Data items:
--- Start ---
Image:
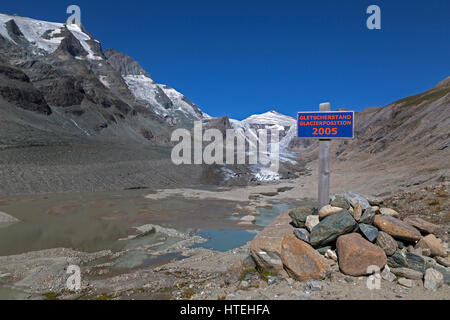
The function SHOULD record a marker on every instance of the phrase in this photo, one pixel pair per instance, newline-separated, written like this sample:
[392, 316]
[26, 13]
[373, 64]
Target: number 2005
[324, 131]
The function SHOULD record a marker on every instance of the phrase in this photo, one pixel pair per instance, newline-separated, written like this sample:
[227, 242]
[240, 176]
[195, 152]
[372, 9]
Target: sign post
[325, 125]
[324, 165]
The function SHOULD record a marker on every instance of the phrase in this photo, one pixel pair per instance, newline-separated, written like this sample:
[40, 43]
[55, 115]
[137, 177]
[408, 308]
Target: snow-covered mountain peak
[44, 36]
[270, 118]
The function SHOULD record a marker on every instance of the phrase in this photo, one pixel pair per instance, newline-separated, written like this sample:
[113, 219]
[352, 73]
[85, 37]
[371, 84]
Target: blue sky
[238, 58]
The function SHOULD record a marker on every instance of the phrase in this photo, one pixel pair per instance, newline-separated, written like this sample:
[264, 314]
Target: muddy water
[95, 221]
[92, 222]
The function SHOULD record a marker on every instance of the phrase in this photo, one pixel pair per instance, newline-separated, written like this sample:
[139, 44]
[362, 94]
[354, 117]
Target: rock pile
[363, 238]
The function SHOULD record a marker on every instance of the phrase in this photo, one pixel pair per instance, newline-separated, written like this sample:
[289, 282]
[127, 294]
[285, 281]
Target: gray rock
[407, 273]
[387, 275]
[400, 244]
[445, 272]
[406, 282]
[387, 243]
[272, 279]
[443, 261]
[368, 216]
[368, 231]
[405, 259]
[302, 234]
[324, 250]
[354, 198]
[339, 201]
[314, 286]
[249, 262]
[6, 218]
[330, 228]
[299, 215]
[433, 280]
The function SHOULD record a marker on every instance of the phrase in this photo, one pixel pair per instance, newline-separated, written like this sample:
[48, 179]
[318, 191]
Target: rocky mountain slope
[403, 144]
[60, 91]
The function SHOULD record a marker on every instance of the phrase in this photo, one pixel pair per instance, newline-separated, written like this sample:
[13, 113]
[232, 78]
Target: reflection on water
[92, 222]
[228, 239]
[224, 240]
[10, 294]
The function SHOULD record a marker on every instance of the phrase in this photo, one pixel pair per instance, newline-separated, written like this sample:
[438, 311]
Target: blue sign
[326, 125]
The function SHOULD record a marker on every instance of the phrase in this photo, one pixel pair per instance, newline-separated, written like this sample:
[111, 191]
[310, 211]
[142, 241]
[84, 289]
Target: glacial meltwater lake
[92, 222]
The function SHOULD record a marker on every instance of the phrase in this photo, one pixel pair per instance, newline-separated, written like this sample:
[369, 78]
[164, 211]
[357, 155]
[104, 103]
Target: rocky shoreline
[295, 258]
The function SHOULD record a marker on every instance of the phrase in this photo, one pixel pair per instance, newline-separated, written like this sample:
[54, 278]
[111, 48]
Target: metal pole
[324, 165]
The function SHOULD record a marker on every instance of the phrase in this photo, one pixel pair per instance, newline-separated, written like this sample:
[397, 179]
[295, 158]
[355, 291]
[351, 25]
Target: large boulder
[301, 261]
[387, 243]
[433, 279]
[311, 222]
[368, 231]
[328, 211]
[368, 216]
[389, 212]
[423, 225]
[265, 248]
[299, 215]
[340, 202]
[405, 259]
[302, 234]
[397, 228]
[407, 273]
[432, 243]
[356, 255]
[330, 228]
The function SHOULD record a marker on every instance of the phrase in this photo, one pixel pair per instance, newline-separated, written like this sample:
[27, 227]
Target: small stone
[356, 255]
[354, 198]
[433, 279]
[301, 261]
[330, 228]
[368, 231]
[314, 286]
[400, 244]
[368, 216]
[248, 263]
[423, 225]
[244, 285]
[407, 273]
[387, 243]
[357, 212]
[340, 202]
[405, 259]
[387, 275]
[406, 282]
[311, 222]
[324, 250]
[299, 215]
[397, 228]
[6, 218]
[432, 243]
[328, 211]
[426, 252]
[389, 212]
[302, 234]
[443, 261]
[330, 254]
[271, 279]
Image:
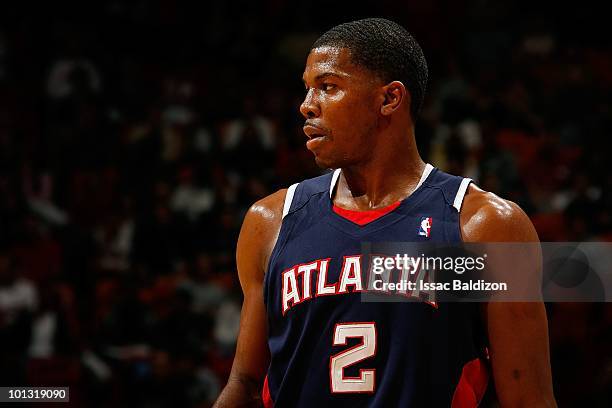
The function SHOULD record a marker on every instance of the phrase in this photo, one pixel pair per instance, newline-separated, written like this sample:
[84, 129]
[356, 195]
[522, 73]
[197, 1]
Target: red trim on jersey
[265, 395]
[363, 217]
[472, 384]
--- End ---
--- Start ---
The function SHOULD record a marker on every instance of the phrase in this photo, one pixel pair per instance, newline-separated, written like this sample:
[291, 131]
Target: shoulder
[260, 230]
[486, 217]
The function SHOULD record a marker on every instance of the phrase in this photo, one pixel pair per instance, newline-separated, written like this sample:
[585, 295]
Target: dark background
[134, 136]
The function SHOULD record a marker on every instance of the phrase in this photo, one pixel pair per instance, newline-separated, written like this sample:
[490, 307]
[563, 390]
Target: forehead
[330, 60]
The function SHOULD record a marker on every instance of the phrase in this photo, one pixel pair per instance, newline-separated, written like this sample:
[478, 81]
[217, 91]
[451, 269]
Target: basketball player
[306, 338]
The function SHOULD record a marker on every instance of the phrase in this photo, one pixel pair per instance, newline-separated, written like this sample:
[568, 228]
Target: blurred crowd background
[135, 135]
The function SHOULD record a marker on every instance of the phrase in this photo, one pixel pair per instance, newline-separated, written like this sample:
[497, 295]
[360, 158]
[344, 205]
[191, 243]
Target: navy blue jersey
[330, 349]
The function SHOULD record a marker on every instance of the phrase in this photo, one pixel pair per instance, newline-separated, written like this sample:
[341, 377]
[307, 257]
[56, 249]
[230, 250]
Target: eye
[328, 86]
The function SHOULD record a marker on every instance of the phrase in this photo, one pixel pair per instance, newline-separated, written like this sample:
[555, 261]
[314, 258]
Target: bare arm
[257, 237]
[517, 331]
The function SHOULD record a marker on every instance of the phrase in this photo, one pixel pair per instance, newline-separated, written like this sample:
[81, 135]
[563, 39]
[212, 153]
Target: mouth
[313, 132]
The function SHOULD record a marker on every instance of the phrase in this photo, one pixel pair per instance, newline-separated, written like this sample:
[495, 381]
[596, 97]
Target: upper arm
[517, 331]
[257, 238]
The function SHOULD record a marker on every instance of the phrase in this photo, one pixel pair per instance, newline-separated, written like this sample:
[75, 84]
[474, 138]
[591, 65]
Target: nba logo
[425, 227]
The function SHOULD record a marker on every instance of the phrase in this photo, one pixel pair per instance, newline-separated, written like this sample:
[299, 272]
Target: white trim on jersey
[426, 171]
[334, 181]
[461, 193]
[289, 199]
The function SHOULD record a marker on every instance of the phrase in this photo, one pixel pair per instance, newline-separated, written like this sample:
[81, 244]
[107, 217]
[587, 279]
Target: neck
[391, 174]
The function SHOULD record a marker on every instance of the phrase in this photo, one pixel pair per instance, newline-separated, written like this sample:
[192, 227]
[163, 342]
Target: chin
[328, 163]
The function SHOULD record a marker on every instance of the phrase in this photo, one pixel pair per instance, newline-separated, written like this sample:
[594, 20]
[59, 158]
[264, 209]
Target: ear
--- End ---
EXERCISE GOAL: Please locate every line in the data above that contains the word "trim", and copy those lines.

REPLY:
Target: red trim on jersey
Target: white trim on jersey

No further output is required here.